Extract provided START

Always supportive and understanding.
Katherine Bruce is a Professor in the Psychology Department at the University of North Carolina Wilmington (UNCW). She earned her Ph.D. and M.S. in Psychology from the University of Georgia, an M.A. in Health Education from the University of Georgia, and a B.A. in Psychobiology from Rhodes College. At UNCW, she directed the Honors Scholars College from 1999 to 2018 and founded the Center for the Support of Undergraduate Research and Fellowships. Bruce teaches courses including Animal Behavior, Evolutionary Psychology, Teaching of Psychology, and previously Research Methods in Psychology, with honors sections incorporating international travel experiences.
Bruce's academic interests center on comparative cognition, particularly complex learning such as abstraction, functional equivalence classes, and working memory in rodents using automated olfactory procedures like the odor span task. She was co-principal investigator on a National Institutes of Health grant investigating complex learning in rodents. Her research also encompasses behavioral pharmacology effects on cognition, mating behaviors in non-human primates, rodents, fish, and human risky sexual behavior along with attitudes toward sexually transmitted infections. Key publications include "What-Where-When Memory in the Rodent Odor Span Task" (2014), "Behavioral Pharmacology of the Odor Span Task: Effects of Flunitrazepam, Ketamine, Methamphetamine and Methylphenidate" (2016), "Successive Incrementing Non-Matching-to-Samples in Rats: An Automated Version of the Odor Span Task" (2020), "Effects of Set Size on Identity and Oddity Abstract-Concept Learning in Rats" (2019), "Matching- and Nonmatching-to-Sample Concept Learning in Rats Using Olfactory Stimuli" (2011), and "Development of an Instrument to Measure Attitudes Toward Acquired Immune Deficiency Syndrome" (1989). She has received the UNCW Honors College Faculty Mentor Award (2025), National Collegiate Honors Council Sam Schuman Award (2024), NCHC Fellowship (2010-present), and CASE/Carnegie Foundation Professor of the Year for North Carolina (2008).

Extract provided END
Data shown START

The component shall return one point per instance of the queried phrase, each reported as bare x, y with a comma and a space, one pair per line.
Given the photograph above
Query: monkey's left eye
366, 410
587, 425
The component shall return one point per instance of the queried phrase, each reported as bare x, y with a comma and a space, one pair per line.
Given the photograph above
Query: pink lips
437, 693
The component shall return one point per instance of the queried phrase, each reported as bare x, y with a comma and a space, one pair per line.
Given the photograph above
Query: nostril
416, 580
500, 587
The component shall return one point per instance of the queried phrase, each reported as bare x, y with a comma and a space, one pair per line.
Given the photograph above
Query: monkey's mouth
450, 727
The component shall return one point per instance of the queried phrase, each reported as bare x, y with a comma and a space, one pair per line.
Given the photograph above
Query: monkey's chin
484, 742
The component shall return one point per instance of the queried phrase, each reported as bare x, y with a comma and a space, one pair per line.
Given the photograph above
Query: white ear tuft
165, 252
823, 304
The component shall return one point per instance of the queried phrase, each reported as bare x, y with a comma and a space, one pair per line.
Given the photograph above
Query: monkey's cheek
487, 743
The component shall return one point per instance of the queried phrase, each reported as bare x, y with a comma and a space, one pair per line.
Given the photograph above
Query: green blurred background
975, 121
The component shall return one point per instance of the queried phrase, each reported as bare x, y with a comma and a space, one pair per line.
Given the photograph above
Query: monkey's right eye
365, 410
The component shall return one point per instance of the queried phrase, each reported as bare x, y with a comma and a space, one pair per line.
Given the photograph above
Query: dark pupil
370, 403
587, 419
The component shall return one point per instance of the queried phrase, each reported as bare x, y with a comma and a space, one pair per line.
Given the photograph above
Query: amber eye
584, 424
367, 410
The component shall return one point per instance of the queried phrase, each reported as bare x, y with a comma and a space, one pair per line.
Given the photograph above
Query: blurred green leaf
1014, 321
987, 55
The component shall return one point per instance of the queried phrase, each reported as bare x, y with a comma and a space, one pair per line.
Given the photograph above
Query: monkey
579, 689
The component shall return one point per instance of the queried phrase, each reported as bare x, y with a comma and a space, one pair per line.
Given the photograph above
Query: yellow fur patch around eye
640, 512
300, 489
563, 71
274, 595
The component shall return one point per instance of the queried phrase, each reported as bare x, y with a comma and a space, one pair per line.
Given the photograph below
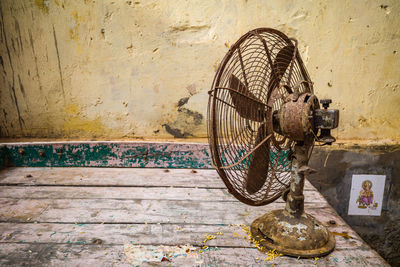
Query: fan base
302, 236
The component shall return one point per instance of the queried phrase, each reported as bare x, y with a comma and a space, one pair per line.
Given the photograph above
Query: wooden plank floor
125, 217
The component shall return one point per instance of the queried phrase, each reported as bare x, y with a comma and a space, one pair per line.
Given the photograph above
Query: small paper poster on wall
366, 195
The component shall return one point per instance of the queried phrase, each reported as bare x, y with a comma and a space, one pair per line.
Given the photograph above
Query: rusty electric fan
263, 119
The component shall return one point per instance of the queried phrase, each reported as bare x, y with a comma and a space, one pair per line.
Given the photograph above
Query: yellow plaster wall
141, 69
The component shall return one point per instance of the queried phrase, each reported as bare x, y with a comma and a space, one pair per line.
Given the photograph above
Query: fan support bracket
291, 231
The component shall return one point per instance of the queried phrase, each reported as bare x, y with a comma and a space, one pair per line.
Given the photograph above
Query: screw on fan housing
263, 119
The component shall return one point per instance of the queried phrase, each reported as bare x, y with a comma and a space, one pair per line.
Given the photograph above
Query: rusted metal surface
294, 236
296, 116
261, 103
252, 82
291, 231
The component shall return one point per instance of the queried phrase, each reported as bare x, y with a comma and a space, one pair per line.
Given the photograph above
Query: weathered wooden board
113, 255
145, 234
136, 211
92, 216
133, 193
140, 177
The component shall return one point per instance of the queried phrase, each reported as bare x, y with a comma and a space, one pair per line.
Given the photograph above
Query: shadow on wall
334, 178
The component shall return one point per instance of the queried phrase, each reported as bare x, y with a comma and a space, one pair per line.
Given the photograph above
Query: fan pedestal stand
291, 231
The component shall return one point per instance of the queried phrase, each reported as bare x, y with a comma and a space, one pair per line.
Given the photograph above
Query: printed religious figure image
366, 194
366, 197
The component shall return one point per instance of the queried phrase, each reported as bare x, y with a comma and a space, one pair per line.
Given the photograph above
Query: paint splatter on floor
138, 254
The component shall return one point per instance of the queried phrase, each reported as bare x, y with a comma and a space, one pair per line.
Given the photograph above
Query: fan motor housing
295, 118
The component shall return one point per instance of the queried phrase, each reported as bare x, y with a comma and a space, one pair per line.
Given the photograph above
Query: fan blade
258, 168
243, 101
281, 63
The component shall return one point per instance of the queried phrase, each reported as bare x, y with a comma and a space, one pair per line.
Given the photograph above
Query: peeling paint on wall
142, 69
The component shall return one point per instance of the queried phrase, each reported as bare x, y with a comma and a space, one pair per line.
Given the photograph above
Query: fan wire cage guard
252, 82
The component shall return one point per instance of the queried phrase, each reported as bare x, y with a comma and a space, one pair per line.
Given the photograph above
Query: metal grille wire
231, 136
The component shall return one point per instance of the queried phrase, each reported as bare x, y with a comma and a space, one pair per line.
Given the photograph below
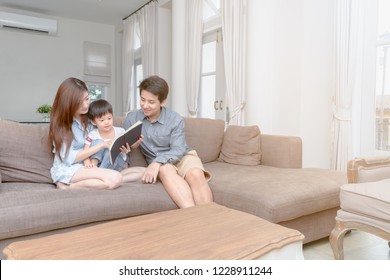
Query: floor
357, 246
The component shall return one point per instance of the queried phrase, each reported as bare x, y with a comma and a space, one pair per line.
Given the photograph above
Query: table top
209, 231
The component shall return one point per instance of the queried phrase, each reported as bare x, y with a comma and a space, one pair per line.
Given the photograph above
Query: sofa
252, 172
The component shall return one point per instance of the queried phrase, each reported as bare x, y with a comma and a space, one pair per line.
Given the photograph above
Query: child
68, 129
100, 114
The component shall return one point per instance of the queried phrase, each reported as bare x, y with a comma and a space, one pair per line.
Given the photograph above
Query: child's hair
99, 108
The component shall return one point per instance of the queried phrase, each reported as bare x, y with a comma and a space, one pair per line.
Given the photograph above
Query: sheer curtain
349, 61
142, 24
234, 43
193, 53
148, 18
129, 31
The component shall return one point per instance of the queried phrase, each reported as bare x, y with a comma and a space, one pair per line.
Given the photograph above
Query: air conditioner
28, 23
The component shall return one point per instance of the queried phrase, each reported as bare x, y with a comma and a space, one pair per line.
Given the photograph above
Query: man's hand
151, 173
136, 144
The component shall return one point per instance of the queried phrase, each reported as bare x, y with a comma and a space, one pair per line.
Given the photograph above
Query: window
212, 90
137, 67
97, 69
382, 88
97, 92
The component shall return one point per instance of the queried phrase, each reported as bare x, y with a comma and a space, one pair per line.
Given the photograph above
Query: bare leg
133, 174
95, 178
200, 188
176, 186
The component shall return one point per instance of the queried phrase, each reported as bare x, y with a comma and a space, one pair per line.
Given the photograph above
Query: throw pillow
25, 155
241, 145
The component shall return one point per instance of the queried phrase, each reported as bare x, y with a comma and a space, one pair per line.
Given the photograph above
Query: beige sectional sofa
256, 173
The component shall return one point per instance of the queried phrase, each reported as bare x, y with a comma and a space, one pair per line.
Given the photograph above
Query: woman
68, 128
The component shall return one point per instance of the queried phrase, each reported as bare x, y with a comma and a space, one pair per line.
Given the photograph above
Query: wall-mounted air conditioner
28, 23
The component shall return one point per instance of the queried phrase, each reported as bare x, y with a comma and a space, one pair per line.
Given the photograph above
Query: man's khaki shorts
188, 161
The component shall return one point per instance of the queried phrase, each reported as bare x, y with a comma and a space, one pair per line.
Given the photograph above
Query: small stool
364, 206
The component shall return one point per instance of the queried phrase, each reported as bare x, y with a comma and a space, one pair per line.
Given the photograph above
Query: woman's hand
125, 148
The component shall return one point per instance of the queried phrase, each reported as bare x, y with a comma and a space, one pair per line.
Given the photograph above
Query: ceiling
100, 11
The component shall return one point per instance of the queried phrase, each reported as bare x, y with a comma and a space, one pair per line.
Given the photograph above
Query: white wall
290, 75
32, 66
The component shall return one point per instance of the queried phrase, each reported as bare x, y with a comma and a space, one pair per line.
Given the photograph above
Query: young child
68, 128
100, 114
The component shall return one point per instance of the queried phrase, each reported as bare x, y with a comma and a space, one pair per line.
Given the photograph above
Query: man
170, 160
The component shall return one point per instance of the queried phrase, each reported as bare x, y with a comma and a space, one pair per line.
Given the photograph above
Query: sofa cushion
25, 155
205, 136
28, 208
241, 145
275, 194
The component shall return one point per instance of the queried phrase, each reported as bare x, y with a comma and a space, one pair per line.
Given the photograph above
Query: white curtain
193, 53
349, 61
148, 18
234, 16
141, 24
129, 30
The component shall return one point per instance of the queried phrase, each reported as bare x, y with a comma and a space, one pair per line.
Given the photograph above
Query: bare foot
62, 186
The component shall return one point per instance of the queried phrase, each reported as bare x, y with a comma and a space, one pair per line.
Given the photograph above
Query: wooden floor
357, 246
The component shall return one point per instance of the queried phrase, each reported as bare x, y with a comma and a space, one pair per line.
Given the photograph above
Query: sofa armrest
281, 151
368, 169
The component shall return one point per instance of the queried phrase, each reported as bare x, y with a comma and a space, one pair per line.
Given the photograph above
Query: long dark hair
69, 97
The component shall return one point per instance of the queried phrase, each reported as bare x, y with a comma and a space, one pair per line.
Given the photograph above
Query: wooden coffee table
204, 232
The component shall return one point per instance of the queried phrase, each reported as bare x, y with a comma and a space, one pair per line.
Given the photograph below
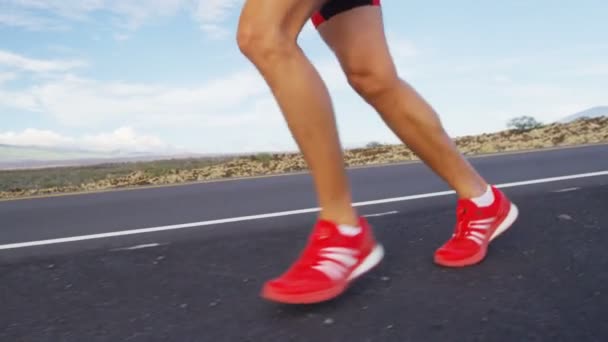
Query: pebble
328, 321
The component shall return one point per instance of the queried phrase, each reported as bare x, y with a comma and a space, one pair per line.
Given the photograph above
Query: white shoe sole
507, 223
371, 261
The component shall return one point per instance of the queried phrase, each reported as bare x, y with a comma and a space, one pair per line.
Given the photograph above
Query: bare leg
267, 35
366, 60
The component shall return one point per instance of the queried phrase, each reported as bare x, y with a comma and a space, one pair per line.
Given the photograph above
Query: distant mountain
589, 113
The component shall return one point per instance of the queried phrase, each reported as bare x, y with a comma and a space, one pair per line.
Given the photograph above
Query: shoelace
462, 224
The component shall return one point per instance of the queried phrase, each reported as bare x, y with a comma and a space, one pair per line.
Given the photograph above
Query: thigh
286, 15
357, 38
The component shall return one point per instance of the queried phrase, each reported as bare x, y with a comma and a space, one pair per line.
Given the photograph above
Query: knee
370, 79
263, 43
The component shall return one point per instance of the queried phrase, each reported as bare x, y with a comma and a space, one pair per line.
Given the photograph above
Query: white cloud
211, 14
7, 76
123, 139
81, 102
35, 137
22, 63
29, 21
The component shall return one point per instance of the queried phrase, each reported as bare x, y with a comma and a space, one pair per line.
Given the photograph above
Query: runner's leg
364, 55
267, 34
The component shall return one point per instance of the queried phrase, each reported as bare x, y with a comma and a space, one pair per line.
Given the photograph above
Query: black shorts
333, 7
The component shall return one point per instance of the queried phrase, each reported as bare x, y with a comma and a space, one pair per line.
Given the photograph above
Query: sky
167, 75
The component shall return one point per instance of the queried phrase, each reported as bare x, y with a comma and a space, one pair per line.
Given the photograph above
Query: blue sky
166, 75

Data shown END

Instructions:
**1.** Answer from the Katherine Bruce profile:
(a) Which college awarded her B.A. in Psychobiology?
(b) During which years did she direct the Honors Scholars College at UNCW?
(c) What award did she receive in 2024?
**2.** Please quote the stretch of the Katherine Bruce profile from "Katherine Bruce is" through "international travel experiences.".

Task-by-task outputs:
**1.**
(a) Rhodes College
(b) 1999 to 2018
(c) The National Collegiate Honors Council Sam Schuman Award

**2.**
Katherine Bruce is a Professor in the Psychology Department at the University of North Carolina Wilmington (UNCW). She earned her Ph.D. and M.S. in Psychology from the University of Georgia, an M.A. in Health Education from the University of Georgia, and a B.A. in Psychobiology from Rhodes College. At UNCW, she directed the Honors Scholars College from 1999 to 2018 and founded the Center for the Support of Undergraduate Research and Fellowships. Bruce teaches courses including Animal Behavior, Evolutionary Psychology, Teaching of Psychology, and previously Research Methods in Psychology, with honors sections incorporating international travel experiences.